**Quoted text**:
START

[R] for loop over dataframe without indices

Gabor Grothendieck ggrothendieck at myway.com
Sat Dec 20 17:02:48 CET 2003




I think I've found a problem with the by approach.  Compare:

data(iris)
by( iris, row.names(iris), function(x)x )[1:5,]

to

iris[1:5,]

It seems by has reordered the rows.

 
Date: Fri, 19 Dec 2003 21:31:50 -0500 (EST) 
From: Gabor Grothendieck <ggrothendieck at myway.com>
To: <tlumley at u.washington.edu> 
Cc: <R-help at stat.math.ethz.ch> 
Subject: Re: [R] for loop over dataframe without indices 

 
 


Thomas, Thanks for your response. Its is quite nifty. 

Pursuing your solutions,
I think the objective should be to reproduce the output from 
t.data.frame defined as below (note that I posted a proposal
to change t.data.frame to r-devel before I received your reply):

t.data.frame <- function( df ) { 
ll <- NULL
for( i in 1:nrow(df) ) ll <- append( ll, list(df[i,]) )
ll 
}

Using the first 3 rows from the iris data set as our data frame,
run the following which shows that your "by" solution works provided
we nullify out the attributes afterwards. The do.call solution
does not appear to work, as required, since it turns the data 
frame into a matrix.

data(iris)
df <- iris[1:3,]

# Consider:

id <- function(x)x

# t.data.frame solution
zt <- t(df)

# by solution is good but it adds some junk attributes 
zby <- by( df, row.names(df), id )
identical(zt,zby) # FALSE

# nullifying these attributes seems to do it
zby2 <- zby
attributes(zby2) <- NULL
identical(zt,zby2) # TRUE

# do.call doesn't work right since it appears to turn the result into a matrix
str( do.call("mapply", list(id,df) ) ) # note matrix output


Here is the result of pasting the above into R 1.8.1 on Windows 2000:

> data(iris)

END

**Provided records**:

START

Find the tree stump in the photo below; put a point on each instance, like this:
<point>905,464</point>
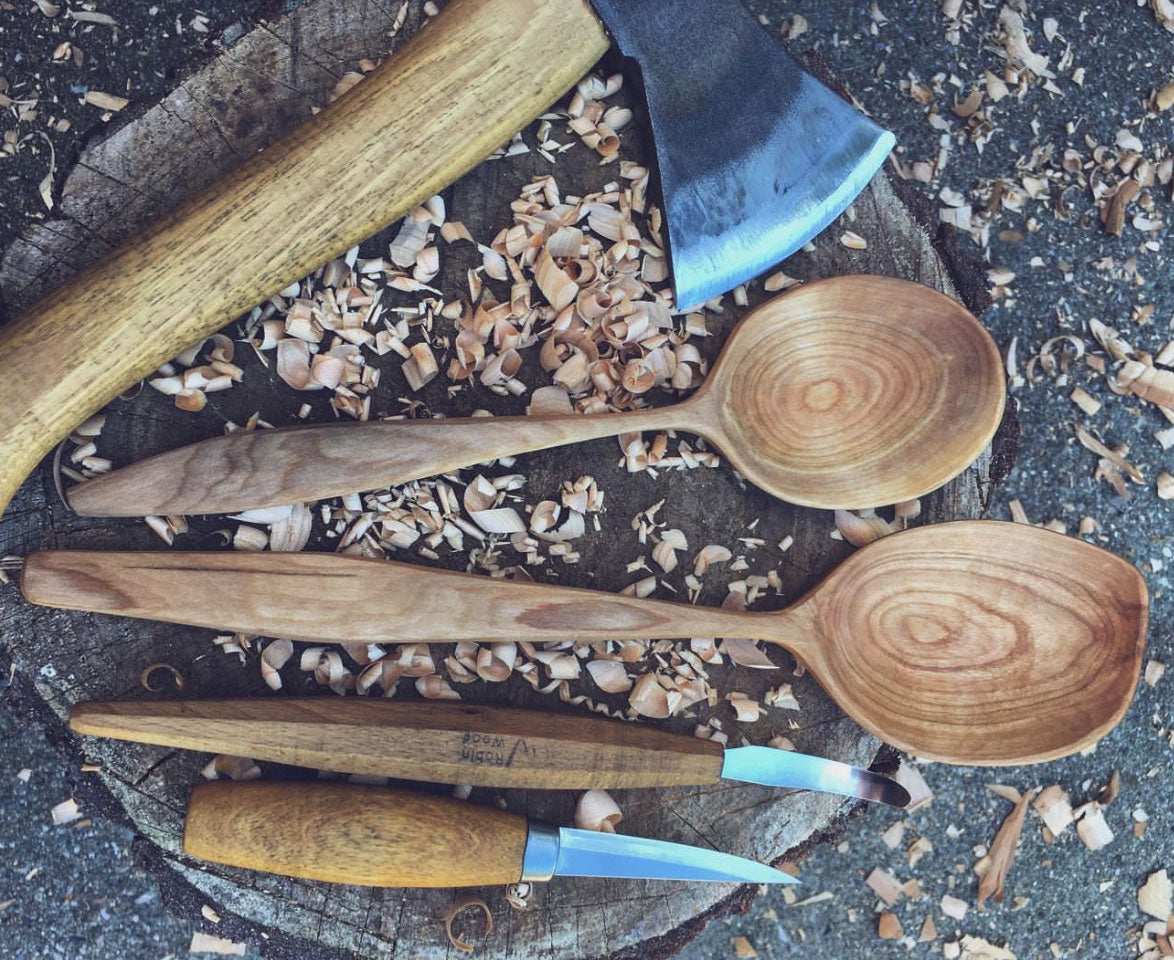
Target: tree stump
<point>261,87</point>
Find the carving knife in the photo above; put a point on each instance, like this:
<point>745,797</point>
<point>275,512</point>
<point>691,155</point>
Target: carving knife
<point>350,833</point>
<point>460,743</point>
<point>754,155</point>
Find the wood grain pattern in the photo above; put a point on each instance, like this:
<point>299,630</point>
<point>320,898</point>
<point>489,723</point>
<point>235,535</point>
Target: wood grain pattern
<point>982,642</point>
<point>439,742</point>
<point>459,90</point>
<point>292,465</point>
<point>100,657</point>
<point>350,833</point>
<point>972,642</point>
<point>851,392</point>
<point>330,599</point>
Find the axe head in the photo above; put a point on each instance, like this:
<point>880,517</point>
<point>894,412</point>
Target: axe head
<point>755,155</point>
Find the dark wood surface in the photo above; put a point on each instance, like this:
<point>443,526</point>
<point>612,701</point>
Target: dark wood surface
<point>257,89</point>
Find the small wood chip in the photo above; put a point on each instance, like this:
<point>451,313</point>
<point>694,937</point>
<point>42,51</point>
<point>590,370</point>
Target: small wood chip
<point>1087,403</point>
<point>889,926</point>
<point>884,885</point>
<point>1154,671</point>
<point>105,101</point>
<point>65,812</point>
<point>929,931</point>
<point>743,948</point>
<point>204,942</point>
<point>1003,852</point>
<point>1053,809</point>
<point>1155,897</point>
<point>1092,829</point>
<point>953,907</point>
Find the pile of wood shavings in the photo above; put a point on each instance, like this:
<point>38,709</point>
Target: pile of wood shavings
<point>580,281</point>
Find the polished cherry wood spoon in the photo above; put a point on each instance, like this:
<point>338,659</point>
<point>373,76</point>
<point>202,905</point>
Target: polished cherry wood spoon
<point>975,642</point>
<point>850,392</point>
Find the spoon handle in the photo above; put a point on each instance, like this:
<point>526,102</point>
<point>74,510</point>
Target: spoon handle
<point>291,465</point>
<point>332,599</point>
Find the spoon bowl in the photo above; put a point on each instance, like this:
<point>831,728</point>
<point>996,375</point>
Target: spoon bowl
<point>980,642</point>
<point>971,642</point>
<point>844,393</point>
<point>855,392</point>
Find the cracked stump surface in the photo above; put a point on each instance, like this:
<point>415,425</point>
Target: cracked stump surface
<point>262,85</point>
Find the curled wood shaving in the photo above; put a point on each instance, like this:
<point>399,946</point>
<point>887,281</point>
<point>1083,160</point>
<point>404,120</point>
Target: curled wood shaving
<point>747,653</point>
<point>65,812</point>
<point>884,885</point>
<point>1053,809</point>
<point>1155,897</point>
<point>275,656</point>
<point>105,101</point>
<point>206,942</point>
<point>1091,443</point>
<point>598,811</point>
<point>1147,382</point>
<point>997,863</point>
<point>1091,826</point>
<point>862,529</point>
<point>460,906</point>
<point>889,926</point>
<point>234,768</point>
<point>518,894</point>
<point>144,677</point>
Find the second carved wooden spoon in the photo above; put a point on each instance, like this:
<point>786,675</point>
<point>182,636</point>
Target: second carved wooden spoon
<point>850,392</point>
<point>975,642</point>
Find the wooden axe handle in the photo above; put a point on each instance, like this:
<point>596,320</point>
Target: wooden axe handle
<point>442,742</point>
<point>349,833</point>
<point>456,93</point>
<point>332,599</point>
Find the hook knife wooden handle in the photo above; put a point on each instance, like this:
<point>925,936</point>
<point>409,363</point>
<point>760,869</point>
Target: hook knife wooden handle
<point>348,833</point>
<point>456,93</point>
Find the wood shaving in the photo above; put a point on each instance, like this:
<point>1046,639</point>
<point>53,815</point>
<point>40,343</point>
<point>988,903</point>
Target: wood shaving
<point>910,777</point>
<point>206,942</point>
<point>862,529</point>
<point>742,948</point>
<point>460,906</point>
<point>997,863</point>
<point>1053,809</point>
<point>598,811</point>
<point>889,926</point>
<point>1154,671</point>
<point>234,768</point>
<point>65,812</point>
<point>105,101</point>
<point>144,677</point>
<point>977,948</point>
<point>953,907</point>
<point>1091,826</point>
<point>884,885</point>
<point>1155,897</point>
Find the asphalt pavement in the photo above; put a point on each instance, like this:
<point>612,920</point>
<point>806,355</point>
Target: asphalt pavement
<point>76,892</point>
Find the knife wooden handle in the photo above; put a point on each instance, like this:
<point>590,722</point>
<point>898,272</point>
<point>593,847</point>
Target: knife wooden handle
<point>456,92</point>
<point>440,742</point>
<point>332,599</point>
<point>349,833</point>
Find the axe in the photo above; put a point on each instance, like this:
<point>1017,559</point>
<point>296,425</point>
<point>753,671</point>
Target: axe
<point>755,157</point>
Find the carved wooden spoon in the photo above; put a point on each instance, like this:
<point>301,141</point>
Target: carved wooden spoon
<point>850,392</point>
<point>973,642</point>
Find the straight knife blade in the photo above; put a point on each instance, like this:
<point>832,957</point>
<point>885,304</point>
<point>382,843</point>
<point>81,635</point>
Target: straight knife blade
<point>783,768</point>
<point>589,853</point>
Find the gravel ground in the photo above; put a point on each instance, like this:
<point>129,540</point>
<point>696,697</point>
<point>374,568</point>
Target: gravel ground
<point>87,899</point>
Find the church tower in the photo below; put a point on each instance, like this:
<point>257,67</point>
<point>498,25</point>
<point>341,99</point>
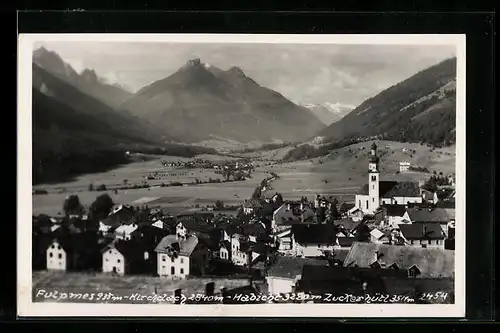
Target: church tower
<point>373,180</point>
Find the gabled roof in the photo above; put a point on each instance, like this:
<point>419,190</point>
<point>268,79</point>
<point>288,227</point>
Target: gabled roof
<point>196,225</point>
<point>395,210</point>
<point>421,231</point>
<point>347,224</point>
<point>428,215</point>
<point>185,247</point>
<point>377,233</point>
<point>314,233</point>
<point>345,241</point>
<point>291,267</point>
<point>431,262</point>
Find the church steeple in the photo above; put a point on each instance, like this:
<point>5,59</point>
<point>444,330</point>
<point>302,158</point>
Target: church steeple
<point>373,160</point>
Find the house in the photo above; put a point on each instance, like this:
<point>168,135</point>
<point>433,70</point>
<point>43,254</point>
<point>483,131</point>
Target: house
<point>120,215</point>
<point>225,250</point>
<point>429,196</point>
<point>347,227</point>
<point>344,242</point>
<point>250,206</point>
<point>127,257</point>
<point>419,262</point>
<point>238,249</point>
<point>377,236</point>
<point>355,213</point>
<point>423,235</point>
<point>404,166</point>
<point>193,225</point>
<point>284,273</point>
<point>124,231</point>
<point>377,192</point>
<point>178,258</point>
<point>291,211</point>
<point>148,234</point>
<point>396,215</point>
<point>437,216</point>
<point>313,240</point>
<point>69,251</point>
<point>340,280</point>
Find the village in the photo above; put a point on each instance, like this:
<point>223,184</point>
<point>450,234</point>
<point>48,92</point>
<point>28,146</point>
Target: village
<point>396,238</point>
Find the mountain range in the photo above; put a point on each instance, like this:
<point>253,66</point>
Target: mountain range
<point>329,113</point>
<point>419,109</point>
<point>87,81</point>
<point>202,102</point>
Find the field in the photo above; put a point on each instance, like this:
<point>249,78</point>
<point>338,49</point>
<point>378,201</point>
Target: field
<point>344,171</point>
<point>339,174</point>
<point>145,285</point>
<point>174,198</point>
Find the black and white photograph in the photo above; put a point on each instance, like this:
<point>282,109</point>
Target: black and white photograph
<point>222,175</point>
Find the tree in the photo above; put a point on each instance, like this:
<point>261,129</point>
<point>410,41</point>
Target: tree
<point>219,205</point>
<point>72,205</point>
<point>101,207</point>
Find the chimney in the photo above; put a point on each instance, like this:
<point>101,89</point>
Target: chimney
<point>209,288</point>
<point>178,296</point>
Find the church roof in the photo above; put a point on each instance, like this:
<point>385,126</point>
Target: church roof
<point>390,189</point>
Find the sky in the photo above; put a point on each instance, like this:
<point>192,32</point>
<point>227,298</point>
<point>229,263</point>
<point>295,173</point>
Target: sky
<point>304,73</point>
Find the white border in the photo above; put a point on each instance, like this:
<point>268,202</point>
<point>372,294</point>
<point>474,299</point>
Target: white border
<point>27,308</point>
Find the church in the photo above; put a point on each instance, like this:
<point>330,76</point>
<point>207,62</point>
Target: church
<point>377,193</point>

END

**Work required**: In the forum thread on looping over a data frame, what problem with the by approach does the poster report in the later message?

**Written reply**: The by function reorders the rows.